*RECORDS FOR THIS EXERCISE:*
####
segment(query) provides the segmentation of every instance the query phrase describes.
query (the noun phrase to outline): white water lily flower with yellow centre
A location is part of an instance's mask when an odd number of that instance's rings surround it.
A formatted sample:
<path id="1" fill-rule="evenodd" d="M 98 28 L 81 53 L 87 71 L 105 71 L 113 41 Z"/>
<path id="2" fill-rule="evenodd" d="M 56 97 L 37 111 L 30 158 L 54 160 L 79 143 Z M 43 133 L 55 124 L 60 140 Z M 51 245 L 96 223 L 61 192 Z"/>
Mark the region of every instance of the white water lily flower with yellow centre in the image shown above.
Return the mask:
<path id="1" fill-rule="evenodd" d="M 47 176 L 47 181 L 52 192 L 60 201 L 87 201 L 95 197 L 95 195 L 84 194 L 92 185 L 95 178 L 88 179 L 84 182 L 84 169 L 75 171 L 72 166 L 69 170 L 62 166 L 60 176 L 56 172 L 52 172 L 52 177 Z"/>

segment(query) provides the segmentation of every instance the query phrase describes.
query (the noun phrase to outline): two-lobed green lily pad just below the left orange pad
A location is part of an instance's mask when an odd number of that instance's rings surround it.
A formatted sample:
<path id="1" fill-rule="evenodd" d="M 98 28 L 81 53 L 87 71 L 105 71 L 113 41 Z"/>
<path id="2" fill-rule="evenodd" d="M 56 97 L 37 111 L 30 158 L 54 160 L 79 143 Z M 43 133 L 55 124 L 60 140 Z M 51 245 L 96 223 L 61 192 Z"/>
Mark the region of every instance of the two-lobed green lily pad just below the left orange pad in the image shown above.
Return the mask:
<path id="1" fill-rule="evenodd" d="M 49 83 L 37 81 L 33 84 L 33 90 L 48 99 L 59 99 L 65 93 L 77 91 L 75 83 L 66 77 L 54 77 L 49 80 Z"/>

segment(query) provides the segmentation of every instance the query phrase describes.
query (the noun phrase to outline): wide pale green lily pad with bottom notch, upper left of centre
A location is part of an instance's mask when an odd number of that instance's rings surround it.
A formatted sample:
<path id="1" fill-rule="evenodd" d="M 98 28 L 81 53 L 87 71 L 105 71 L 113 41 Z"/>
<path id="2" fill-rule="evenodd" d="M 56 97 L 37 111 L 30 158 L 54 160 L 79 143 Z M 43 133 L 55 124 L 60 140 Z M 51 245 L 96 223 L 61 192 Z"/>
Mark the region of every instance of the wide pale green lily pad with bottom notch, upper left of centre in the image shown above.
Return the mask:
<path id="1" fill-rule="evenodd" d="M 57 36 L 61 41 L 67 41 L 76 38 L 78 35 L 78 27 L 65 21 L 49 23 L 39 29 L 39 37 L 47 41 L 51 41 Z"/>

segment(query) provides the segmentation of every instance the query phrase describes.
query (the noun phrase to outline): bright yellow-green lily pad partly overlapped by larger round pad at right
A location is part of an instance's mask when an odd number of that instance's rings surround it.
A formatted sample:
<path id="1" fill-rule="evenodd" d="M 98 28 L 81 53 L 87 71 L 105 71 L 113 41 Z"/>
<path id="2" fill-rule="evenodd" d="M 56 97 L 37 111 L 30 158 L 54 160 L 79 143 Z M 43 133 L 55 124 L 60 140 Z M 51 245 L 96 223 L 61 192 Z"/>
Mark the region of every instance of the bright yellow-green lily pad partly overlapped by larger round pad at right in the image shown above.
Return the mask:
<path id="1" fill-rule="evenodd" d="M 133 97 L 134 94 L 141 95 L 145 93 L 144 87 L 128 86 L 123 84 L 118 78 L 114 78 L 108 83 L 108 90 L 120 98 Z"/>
####
*TASK BRIEF:* From the top of the material above, print every line exactly, ending with the line that holds "Mark the region of every instance of the two-lobed".

*SOLUTION TO THE EXERCISE:*
segment(query) provides the segmentation of every instance the query phrase describes.
query (the noun phrase to outline): white water lily flower with yellow centre
A location is part of an instance's mask when an odd number of that instance's rings surround it.
A formatted sample:
<path id="1" fill-rule="evenodd" d="M 98 28 L 81 53 L 87 71 L 105 71 L 113 41 Z"/>
<path id="2" fill-rule="evenodd" d="M 56 97 L 37 111 L 30 158 L 54 160 L 79 143 Z M 43 133 L 55 124 L 60 140 Z M 51 245 L 96 223 L 61 192 Z"/>
Mark the region of every instance of the white water lily flower with yellow centre in the image shown above.
Return the mask:
<path id="1" fill-rule="evenodd" d="M 47 176 L 47 181 L 52 192 L 60 201 L 87 201 L 95 197 L 95 195 L 84 194 L 92 185 L 95 178 L 88 179 L 84 182 L 84 169 L 75 171 L 72 166 L 69 170 L 62 166 L 60 176 L 56 172 L 52 172 L 52 177 Z"/>

segment(query) provides the segmentation of every instance the query phrase describes.
query (the noun phrase to outline): two-lobed green lily pad just below the left orange pad
A location is part of an instance's mask when an odd number of that instance's rings surround it.
A formatted sample:
<path id="1" fill-rule="evenodd" d="M 98 28 L 81 53 L 87 71 L 105 71 L 113 41 Z"/>
<path id="2" fill-rule="evenodd" d="M 56 97 L 37 111 L 30 158 L 54 160 L 79 143 Z M 43 133 L 55 124 L 60 140 Z M 51 245 L 96 223 L 61 192 Z"/>
Mark the region of every instance of the two-lobed green lily pad just below the left orange pad in the image shown above.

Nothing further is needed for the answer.